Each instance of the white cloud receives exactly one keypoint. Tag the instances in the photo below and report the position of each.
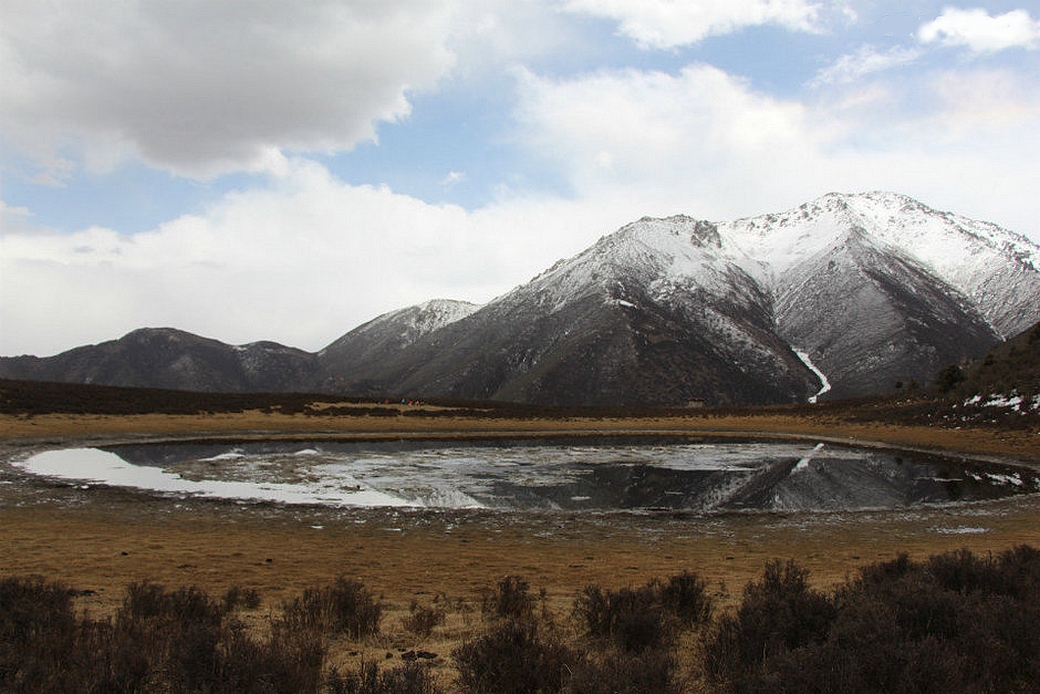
(707, 144)
(982, 33)
(202, 87)
(301, 262)
(666, 24)
(866, 60)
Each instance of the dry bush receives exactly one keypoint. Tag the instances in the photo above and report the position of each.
(344, 608)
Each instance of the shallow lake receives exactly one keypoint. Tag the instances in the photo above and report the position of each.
(567, 474)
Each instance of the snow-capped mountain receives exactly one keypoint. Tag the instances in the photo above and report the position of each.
(873, 289)
(845, 296)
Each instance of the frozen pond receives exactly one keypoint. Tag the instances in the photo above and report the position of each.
(571, 474)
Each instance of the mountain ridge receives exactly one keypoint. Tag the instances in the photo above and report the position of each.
(874, 288)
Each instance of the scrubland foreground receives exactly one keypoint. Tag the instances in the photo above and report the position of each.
(114, 590)
(954, 622)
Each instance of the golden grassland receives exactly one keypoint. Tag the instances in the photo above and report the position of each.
(102, 540)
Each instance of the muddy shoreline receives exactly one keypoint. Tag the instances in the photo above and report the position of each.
(103, 539)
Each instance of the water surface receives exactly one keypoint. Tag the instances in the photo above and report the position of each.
(568, 474)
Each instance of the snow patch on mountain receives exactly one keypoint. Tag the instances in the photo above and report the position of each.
(825, 385)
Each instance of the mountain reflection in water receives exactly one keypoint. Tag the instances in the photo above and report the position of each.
(568, 474)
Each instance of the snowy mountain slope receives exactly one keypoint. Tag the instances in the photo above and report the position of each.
(652, 314)
(874, 288)
(995, 268)
(868, 317)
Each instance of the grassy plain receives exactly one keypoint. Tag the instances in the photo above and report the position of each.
(101, 540)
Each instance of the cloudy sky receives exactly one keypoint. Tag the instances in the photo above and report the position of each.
(256, 170)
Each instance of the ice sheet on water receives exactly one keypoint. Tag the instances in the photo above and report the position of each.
(523, 474)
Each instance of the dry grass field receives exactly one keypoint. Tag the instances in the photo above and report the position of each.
(100, 540)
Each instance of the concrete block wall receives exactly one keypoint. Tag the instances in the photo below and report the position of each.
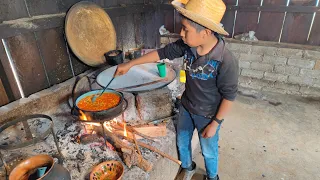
(274, 67)
(278, 69)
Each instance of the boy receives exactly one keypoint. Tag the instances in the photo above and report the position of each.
(211, 82)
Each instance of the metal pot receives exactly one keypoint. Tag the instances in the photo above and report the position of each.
(104, 115)
(27, 169)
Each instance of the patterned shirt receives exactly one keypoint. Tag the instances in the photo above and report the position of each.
(210, 78)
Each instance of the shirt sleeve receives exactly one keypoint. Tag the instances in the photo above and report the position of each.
(227, 78)
(173, 50)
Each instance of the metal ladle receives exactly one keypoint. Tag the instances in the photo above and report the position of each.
(94, 97)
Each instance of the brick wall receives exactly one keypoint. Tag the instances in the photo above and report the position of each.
(280, 68)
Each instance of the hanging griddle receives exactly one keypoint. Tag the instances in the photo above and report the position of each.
(90, 32)
(140, 78)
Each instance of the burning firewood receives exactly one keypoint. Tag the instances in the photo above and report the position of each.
(152, 149)
(129, 154)
(133, 158)
(149, 132)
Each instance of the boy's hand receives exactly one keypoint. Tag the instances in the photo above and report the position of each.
(123, 69)
(210, 130)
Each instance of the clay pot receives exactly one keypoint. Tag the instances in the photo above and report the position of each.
(112, 170)
(27, 169)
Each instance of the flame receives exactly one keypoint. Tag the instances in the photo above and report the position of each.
(107, 124)
(125, 130)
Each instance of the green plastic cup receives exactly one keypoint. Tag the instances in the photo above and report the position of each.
(162, 69)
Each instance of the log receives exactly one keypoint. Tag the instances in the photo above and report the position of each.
(136, 143)
(133, 158)
(129, 155)
(146, 131)
(152, 130)
(120, 129)
(152, 149)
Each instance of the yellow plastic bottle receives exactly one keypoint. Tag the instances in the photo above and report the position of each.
(183, 76)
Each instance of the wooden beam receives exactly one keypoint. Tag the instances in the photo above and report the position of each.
(37, 23)
(275, 8)
(266, 8)
(130, 9)
(25, 25)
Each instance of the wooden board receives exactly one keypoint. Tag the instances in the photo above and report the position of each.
(314, 38)
(138, 29)
(6, 92)
(246, 21)
(297, 25)
(270, 23)
(128, 36)
(54, 53)
(41, 7)
(26, 56)
(3, 95)
(151, 30)
(7, 77)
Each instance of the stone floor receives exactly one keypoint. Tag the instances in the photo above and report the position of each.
(269, 137)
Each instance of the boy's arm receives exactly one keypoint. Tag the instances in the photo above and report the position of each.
(171, 51)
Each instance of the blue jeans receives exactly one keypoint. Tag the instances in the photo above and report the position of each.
(186, 124)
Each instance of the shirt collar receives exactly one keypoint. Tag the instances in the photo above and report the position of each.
(216, 53)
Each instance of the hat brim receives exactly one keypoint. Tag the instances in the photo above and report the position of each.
(201, 20)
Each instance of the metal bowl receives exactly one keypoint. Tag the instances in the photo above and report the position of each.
(112, 170)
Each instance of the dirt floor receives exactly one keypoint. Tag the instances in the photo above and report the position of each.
(269, 137)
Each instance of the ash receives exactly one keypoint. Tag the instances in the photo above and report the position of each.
(79, 158)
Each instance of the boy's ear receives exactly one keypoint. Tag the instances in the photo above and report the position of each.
(208, 32)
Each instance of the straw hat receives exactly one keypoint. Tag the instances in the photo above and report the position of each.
(208, 13)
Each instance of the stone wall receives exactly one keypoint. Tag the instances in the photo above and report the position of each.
(274, 67)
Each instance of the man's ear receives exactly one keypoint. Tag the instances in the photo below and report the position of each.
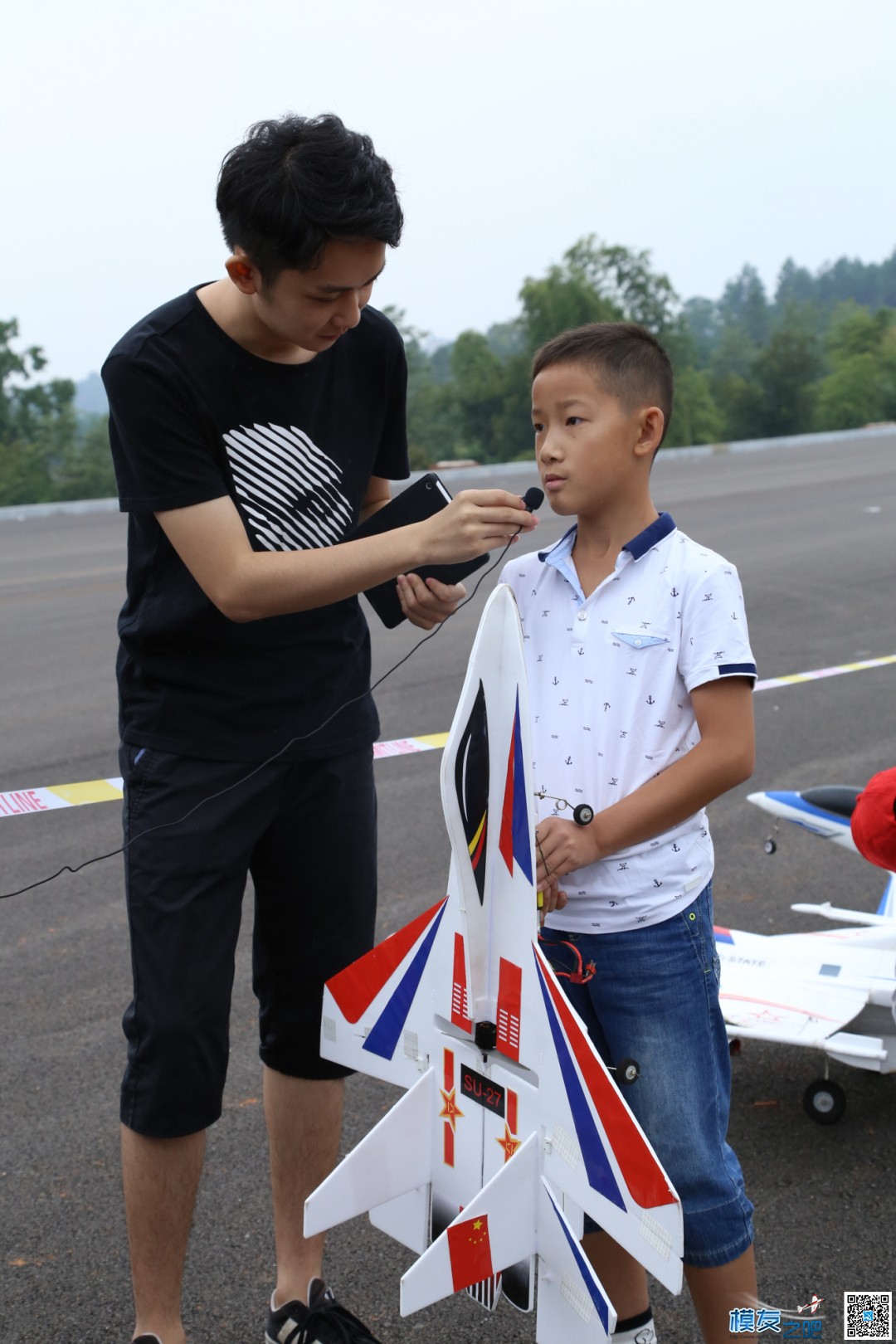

## Problem statement
Reproduce the data above verbatim, minus any images.

## Your solution
Each instance of the white cloud receives exactly one keypoint. Tag the instances in the photo below and report the position of each.
(707, 144)
(982, 33)
(202, 87)
(301, 262)
(666, 24)
(866, 60)
Each instance of the dry bush receives exactly one keypoint. Tag the instances in the photo above and report the position of each.
(344, 608)
Each instance of the shallow lake receives exactly one keypoint. Tag the instances in the photo above and report the position of each.
(567, 474)
Each instance of the snow-capped mountain receives exactly one keypoint. Tag the instances in the photo above and report the position of each.
(873, 289)
(845, 296)
Each instance of the frozen pond receives exactly one keypoint. Tag the instances in the photo above and report the position of each.
(571, 474)
Each instance of the mountain ridge receives exactly one keypoint. Tag the instances in the photo above and report the position of each.
(874, 288)
Each instance of the scrubland foreground receives exactly one keypoint. Tag the instances in the photo above and report the position of each.
(114, 590)
(954, 622)
Each instance of the golden grassland receives exactly one keypoint. Tag the instances in the photo above and report the position of each.
(102, 540)
Each instance of the muddy shoreline receives exactly one keypoint. Tag the instances in the photo above and report the position of each.
(103, 539)
Each instance of the water surface receives exactly one keypoint. Tag the instances in the photo above and report the position of each.
(568, 474)
Each instance of the snow patch on mountain receives exactly one keypoint. Tag the instances in the photo above and report the position of each.
(825, 385)
Each instance of the mountain reflection in water receives exactly one keypoint. Tag the instances in the photo above and report the position of each.
(568, 474)
Each instance of the snowy mountain slope receives exactly one keypoint. Tag the instances in the photo above and report the position of each.
(652, 314)
(874, 288)
(995, 268)
(868, 317)
Each instance of the grassy plain receives exactly one keypoint. Tag the instances in the photo above and report the position of each.
(101, 540)
Each instance of the cloudy sky receives exactly one keypoint. Tag the instances in the photo above and report the position of each.
(256, 170)
Each instance of the ice sheet on water receives exactly one keypoint. Tag the instances in the photo above and report the position of each.
(523, 474)
Each instance of the dry grass field receives exactly one keypoint. Tag the instances in the photo above and report the position of each.
(100, 540)
Each instance of the concrete block wall receives exactly one keypoint. Tag the instances in the photo below and report the position of each.
(274, 67)
(278, 69)
Each instance of the boy receives exactly one keypoint. Tag the instances in the photo above and report the position of each.
(211, 82)
Each instance of the metal pot receives exactly one keypoint. Tag the instances in the photo above and report the position of each.
(104, 115)
(27, 169)
Each instance of the patterned shirt receives exactly one keypoint. Tag the instances in the photo above and report the position of each.
(210, 78)
Each instance of the shirt sleeve receives exactly one keypoint. Tag the instances in the photo above and report the position of each.
(227, 78)
(173, 50)
Each instance of the metal ladle receives exactly one keypoint. Tag the instances in the photo above and report the position of each.
(94, 97)
Each instance of the brick wall receives exactly one keypoint. Tag the instances in the photo above and report the position of each.
(280, 68)
Each instance of the hanging griddle receives exactly one keypoint. Tag the instances in the photo above and report the position of each.
(90, 32)
(140, 78)
Each instance of the burning firewood receives exactly one keypoint. Tag the instances in the photo above and report the position of each.
(152, 149)
(129, 154)
(133, 158)
(149, 132)
Each instance of the boy's hand receives exactly one keypoint. Tag the instances in the photo above and report the position of each.
(123, 69)
(210, 130)
Each instance of the clay pot receives exactly one keypoint. Tag the instances in the photo above and report the position of each.
(112, 170)
(27, 169)
Each instance of the flame receives exactly one keypoint. Tag the instances in the photo above and report the position of each.
(107, 124)
(125, 130)
Each instance of the green plastic cup receives exactly one keypoint. Tag the instances in the photo above and report the position of each.
(162, 69)
Each instance of the log receives exactly one keypoint. Tag the instances in the photo above and report the position of each.
(136, 143)
(133, 158)
(129, 155)
(146, 131)
(152, 130)
(120, 129)
(152, 149)
Each instance of the yellow plastic bottle receives exactly one keypoint. Tag the instances in the photo above and report the position of each.
(183, 76)
Each instance of the wooden beam receives exactly one keypoint. Tag the instances in the photo above and report the position of each.
(37, 23)
(275, 8)
(266, 8)
(130, 9)
(25, 25)
Each instance of the wooden board receives exactly one keypoint. Tag the instances in the photo above and report the position of each.
(314, 38)
(138, 29)
(6, 92)
(246, 21)
(297, 25)
(270, 23)
(128, 36)
(54, 53)
(41, 7)
(26, 56)
(3, 95)
(151, 30)
(7, 77)
Each instance of the stone floor receives exactly one keypoint. Tag the instances in the photo above and report the position of each.
(269, 137)
Each instance of the boy's arm receives exactly one keypoint. Tag the instances in the photo above and report the position of each.
(171, 51)
Each instance of the blue jeans receives exactly one keypoint. Tag the instances in the photo above and report the position of each.
(186, 124)
Each instance of the shirt collar receives exactly one keypoint. Tag the instances in the photo above and report the position of each.
(216, 53)
Each instance of the hat brim receives exactly one keypoint. Tag the instances in the photo above and report the position of each.
(201, 20)
Each instance of the metal bowl receives exactly one keypoint. Tag the instances in the photo above and report the position of each.
(112, 170)
Each instance of the dirt floor receives exactly one keypoint. Tag the instances in the photo above and report the position of each.
(269, 137)
Each instance of the ash receives exactly one keypoint. Tag the instances in the photo above and report the position of each.
(79, 158)
Each instance of the boy's ear receives exactly one keypoint. Tag the instances in the photo above and report the position of each.
(208, 32)
Each instance of the straw hat receives exactly one keypoint. Tag the instances in the photo above and report the position of each.
(208, 13)
Each instance of the stone wall receives exactly one keypoint. Tag the instances in the photo above and report the position of each.
(274, 67)
Each instance of the man's ear receives exactly one keypoint. Tag the instances in the photo below and report the position of each.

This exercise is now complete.